▶ What you need to do
Return the data below as a JSON list of strings, one string per line, skipping blank lines and leaving out the pictures.

▶ Material
==========
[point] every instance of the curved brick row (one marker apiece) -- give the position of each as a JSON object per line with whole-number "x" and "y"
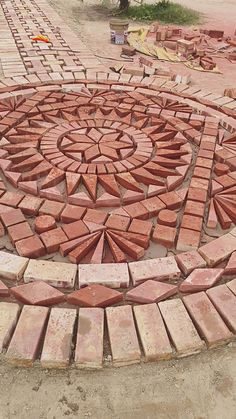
{"x": 75, "y": 229}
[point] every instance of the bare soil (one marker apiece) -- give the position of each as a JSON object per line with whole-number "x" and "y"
{"x": 90, "y": 20}
{"x": 198, "y": 387}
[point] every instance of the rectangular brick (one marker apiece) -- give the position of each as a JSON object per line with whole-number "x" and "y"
{"x": 109, "y": 274}
{"x": 57, "y": 274}
{"x": 58, "y": 339}
{"x": 89, "y": 344}
{"x": 180, "y": 327}
{"x": 122, "y": 336}
{"x": 225, "y": 303}
{"x": 24, "y": 346}
{"x": 152, "y": 332}
{"x": 207, "y": 319}
{"x": 8, "y": 317}
{"x": 159, "y": 269}
{"x": 12, "y": 266}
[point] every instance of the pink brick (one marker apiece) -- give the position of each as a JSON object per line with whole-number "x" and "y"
==========
▶ Output
[
  "[point] every instance of the curved brick row (one marker apiece) -- give the position of each as a JSON object per line with whole-number \"x\" and \"y\"",
  "{\"x\": 75, \"y\": 229}",
  "[point] every instance of the bare soil (one marker apiece) -- give the position of each as a JSON object per line with whole-number \"x\" and \"y\"",
  "{\"x\": 90, \"y\": 20}",
  "{\"x\": 198, \"y\": 387}",
  "[point] every instance of the rectangular brick (one marker apiece) -- give the position of each as a JSON object per line with whole-number \"x\" and \"y\"",
  "{\"x\": 109, \"y\": 274}",
  "{\"x\": 57, \"y\": 274}",
  "{\"x\": 58, \"y\": 339}",
  "{\"x\": 89, \"y\": 344}",
  "{\"x\": 180, \"y\": 327}",
  "{\"x\": 122, \"y\": 336}",
  "{\"x\": 225, \"y\": 303}",
  "{\"x\": 24, \"y\": 346}",
  "{\"x\": 152, \"y\": 332}",
  "{\"x\": 207, \"y\": 319}",
  "{\"x\": 8, \"y\": 317}",
  "{\"x\": 159, \"y\": 269}",
  "{\"x\": 12, \"y\": 266}",
  "[point] every instance of the pink brick (one marker apiece) -- give the position of each as a JSON object per line with whole-number \"x\" and \"y\""
]